*** ESTRATTO DELLA FONTE ***

Preferisci utilizzare le pinne o  la monopinna?

Quando ho iniziato, un bel po’ di anni fa, si usavano le due pinne. Adesso, per le profondità maggiori e per le distanze più lunghe in piscina, si usa la monopinna, che per la prestazione in sé stessa è sicuramente più performante. Tuttavia, le pinne sono più comode in acqua e permettono movimenti che con la monopinna non potresti avere.

 

Perché ad un ragazzo consiglieresti di praticare apnea?

Diciamo che nessuno comincia a fare apnea spontaneamente senza la personale consapevolezza che sia una piacevole disciplina. Ad ogni modo, io la consiglio a tutti, anche a chi è scettico, per molti buoni motivi. Primo tra tutti il contatto con la natura marina in modo semplice, disinvolto e sincero. Non bisogna pensare che trattenere il respiro sia una prova di forza o di coraggio, perché, per assurdo, posso assicurare che nel contesto acqua da una sensazione di benessere. Insomma, con l’apnea si riesce a vivere il mare con tutto il rispetto che merita. D’altro canto, io ho iniziato proprio così, poco per volta, rimanendo colpito ogni volta da come si stava bene sott’acqua.

 

Ma perché consigliarla rispetto ad altri sport?

Una domanda difficile! Quando sei bambino o ragazzo di solito si viene colpiti da qualche particolare che genera una spontanea attrazione verso uno sport piuttosto che un altro. Ovvio che, così come qualcuno trova un gran piacere a giocare a tennis oppure a basket, a qualcun altro può non piacere l’apnea. Tuttavia, se ad una persona piace il mare, il silenzio, gli spazi vuoti è senz’altro una disciplina da raccomandare. La sua ricchezza ed il suo fascino farà il resto.

***

COSA PRODURRE
Riproduca per intero, parola per parola, l'intervista sull'apnea qui sopra.

*** MATERIALE PRESENTATO ***

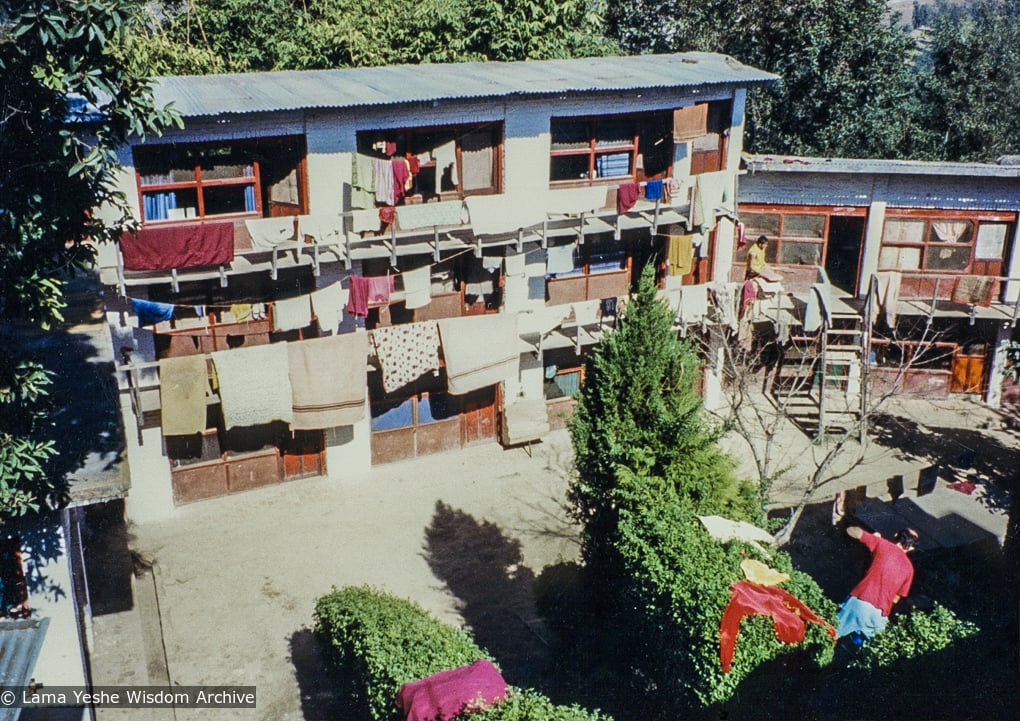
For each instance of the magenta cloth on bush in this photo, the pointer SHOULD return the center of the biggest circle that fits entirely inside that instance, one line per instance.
(448, 693)
(165, 247)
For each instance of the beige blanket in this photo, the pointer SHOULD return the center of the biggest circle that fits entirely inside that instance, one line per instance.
(327, 376)
(479, 350)
(183, 385)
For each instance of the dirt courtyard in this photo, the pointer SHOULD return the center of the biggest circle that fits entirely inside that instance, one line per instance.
(231, 596)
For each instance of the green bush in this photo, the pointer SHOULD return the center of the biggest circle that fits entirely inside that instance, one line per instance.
(676, 587)
(376, 642)
(913, 635)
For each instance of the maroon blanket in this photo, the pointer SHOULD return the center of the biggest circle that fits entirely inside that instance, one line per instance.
(445, 694)
(165, 247)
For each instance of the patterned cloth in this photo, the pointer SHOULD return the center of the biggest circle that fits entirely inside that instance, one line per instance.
(406, 352)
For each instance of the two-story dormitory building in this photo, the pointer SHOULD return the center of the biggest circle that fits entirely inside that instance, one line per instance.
(339, 268)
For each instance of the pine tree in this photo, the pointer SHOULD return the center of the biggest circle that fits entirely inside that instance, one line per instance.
(640, 417)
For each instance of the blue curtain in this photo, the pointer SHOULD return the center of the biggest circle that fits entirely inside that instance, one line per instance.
(612, 164)
(250, 199)
(157, 205)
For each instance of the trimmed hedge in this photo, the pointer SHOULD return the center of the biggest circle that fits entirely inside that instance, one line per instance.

***

RISPOSTA AL COMPITO
Preferisci utilizzare le pinne o  la monopinna?

Quando ho iniziato, un bel po’ di anni fa, si usavano le due pinne. Adesso, per le profondità maggiori e per le distanze più lunghe in piscina, si usa la monopinna, che per la prestazione in sé stessa è sicuramente più performante. Tuttavia, le pinne sono più comode in acqua e permettono movimenti che con la monopinna non potresti avere.

 

Perché ad un ragazzo consiglieresti di praticare apnea?

Diciamo che nessuno comincia a fare apnea spontaneamente senza la personale consapevolezza che sia una piacevole disciplina. Ad ogni modo, io la consiglio a tutti, anche a chi è scettico, per molti buoni motivi. Primo tra tutti il contatto con la natura marina in modo semplice, disinvolto e sincero. Non bisogna pensare che trattenere il respiro sia una prova di forza o di coraggio, perché, per assurdo, posso assicurare che nel contesto acqua da una sensazione di benessere. Insomma, con l’apnea si riesce a vivere il mare con tutto il rispetto che merita. D’altro canto, io ho iniziato proprio così, poco per volta, rimanendo colpito ogni volta da come si stava bene sott’acqua.

 

Ma perché consigliarla rispetto ad altri sport?

Una domanda difficile! Quando sei bambino o ragazzo di solito si viene colpiti da qualche particolare che genera una spontanea attrazione verso uno sport piuttosto che un altro. Ovvio che, così come qualcuno trova un gran piacere a giocare a tennis oppure a basket, a qualcun altro può non piacere l’apnea. Tuttavia, se ad una persona piace il mare, il silenzio, gli spazi vuoti è senz’altro una disciplina da raccomandare. La sua ricchezza ed il suo fascino farà il resto.